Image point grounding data
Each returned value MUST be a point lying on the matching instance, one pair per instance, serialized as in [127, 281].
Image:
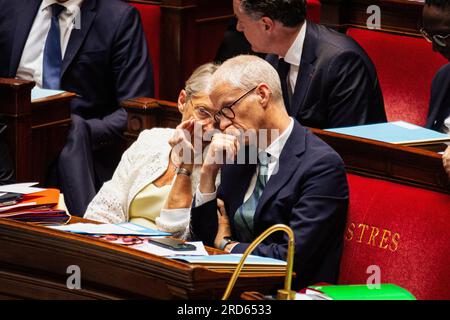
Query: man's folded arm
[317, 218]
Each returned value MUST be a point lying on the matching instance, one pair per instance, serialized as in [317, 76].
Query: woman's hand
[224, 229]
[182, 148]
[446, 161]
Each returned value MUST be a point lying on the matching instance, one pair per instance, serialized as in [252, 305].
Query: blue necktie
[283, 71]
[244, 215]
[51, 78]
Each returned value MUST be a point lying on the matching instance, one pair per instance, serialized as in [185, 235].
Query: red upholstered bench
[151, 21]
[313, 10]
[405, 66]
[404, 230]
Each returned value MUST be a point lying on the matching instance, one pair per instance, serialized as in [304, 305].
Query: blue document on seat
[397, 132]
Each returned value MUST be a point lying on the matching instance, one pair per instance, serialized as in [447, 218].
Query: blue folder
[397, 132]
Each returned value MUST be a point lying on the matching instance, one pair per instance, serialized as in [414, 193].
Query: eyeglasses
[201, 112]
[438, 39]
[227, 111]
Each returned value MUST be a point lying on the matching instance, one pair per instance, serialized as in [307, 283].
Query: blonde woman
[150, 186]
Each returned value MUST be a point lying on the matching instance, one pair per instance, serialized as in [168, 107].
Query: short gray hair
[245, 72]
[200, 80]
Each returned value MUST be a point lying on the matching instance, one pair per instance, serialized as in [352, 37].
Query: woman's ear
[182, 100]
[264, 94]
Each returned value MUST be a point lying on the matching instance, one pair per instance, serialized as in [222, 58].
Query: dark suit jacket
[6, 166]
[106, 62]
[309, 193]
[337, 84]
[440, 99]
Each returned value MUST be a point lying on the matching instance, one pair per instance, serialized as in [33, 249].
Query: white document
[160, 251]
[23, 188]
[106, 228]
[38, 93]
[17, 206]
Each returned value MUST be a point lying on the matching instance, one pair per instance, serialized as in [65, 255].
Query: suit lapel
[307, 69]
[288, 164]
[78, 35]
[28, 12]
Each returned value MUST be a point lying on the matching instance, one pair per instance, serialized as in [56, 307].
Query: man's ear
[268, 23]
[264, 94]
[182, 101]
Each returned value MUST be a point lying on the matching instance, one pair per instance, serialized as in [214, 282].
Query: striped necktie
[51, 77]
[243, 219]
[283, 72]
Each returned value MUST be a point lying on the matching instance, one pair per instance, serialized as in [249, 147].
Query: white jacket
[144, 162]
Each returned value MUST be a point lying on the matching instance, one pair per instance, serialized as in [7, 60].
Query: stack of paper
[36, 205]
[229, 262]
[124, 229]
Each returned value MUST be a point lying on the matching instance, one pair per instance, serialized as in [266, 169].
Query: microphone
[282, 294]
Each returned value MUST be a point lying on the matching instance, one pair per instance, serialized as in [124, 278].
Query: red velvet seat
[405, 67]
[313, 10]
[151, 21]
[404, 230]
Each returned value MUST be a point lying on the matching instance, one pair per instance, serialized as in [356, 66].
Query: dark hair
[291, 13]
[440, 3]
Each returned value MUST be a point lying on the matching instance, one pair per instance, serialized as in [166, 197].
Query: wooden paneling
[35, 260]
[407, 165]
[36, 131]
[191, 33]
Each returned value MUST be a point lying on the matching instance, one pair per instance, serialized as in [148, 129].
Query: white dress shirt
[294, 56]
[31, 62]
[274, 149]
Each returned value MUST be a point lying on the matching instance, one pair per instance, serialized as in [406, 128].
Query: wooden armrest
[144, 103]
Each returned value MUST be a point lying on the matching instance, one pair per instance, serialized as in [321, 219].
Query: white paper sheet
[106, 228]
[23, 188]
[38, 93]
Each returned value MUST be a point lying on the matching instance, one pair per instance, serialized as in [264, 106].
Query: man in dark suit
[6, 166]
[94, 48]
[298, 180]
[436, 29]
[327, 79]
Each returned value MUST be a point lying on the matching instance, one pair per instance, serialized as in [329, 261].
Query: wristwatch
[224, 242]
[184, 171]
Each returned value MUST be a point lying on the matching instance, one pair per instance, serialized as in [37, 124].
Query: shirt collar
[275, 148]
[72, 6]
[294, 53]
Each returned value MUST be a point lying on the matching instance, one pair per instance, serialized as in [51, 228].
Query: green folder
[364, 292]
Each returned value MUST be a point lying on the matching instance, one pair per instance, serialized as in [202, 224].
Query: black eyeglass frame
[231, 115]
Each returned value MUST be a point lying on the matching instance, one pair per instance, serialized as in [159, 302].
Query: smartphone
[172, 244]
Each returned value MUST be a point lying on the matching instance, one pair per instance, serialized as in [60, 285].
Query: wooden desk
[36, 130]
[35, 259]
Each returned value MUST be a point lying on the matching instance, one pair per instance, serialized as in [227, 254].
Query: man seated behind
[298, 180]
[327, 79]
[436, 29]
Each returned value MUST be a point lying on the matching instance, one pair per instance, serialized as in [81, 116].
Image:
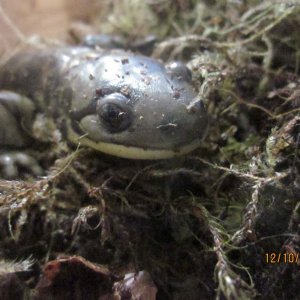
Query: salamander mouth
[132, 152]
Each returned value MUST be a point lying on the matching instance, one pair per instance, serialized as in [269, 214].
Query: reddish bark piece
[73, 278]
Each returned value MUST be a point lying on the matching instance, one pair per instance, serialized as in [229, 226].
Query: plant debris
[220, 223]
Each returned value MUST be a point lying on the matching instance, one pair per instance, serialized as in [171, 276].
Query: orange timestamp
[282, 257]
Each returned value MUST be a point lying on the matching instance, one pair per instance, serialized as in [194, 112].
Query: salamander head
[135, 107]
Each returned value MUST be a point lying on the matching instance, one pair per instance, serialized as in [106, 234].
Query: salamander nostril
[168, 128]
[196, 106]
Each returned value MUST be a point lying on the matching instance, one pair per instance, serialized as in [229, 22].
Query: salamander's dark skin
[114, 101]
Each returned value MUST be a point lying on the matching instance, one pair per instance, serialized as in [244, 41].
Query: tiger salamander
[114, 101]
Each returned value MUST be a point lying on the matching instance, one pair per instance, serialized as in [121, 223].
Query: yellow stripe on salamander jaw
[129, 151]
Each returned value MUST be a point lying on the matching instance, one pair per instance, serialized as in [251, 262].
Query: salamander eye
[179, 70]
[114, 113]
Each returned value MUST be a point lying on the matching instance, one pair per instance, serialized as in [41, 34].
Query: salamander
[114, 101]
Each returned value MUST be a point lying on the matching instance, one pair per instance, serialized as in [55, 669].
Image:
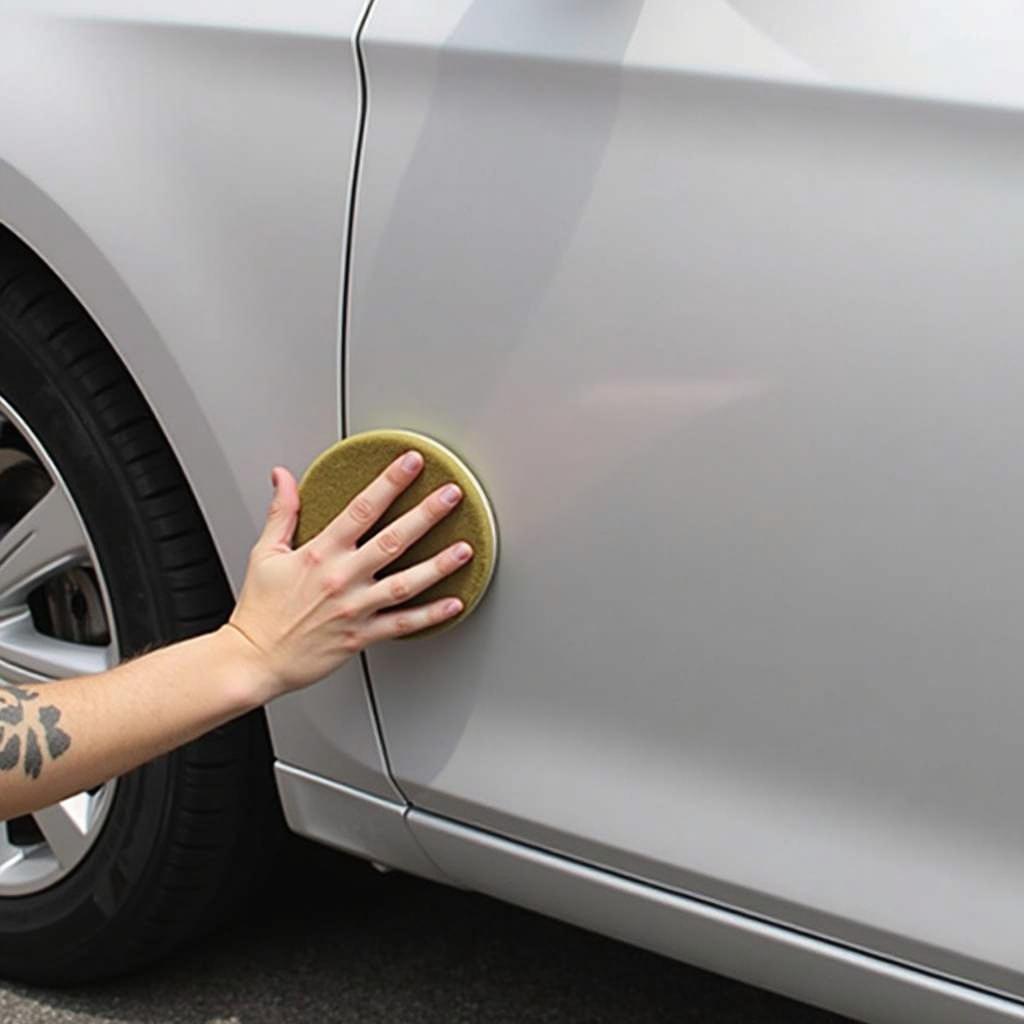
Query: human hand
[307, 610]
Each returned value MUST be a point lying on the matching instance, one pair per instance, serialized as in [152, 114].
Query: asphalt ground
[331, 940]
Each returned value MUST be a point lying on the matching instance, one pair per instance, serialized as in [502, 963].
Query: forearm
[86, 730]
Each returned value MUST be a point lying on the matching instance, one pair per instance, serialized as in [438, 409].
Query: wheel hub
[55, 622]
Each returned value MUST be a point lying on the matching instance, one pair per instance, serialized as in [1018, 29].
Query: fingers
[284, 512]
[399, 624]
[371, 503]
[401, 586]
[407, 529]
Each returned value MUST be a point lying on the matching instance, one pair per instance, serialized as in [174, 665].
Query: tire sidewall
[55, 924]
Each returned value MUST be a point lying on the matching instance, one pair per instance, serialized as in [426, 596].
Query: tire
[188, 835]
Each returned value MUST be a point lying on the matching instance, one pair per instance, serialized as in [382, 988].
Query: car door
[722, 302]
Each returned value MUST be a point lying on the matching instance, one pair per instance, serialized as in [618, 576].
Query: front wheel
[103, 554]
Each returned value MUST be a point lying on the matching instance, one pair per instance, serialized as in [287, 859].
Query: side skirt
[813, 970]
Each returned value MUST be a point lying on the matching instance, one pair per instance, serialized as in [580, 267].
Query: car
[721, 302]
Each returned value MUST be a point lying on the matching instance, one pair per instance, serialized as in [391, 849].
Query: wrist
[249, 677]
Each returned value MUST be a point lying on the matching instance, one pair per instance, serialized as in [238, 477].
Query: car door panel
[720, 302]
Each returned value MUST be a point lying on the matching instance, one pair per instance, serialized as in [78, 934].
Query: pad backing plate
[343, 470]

◆ What you have to do ◆
Going back to the entries above, set down exactly the lines that begin at the one with "Query: eyeglasses" and end at the one with "in [352, 37].", both included, and nothing else.

◆ Response box ◆
Query: eyeglasses
[201, 112]
[438, 39]
[227, 111]
Each returned value MUST be a point lying on the matching instance, one pair per instance, serialized as in [307, 283].
Query: blonde woman
[150, 186]
Each returned value MUST be a point lying on the matching instance, one pair per instance, serialized as in [168, 107].
Query: short gray hair
[245, 72]
[200, 80]
Each returned value MUST be a point lying on the matching instance, one pair per instance, serialized as in [352, 37].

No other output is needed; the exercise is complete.